Exercise directions
Please change "building window" to "storefront window" in the material below, leave everything else as it is, and write it out again without the pictures.

Data to use
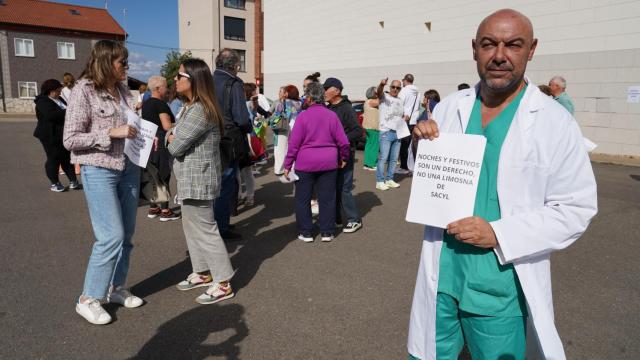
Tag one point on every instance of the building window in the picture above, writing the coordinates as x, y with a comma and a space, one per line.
24, 47
243, 57
27, 89
234, 4
233, 28
66, 51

Correct answer
Tag one point on every instance of the storefront window in the picture above, writing the coordinates as x, y with a comma and a space, one per line.
24, 47
243, 57
27, 89
234, 4
233, 28
66, 51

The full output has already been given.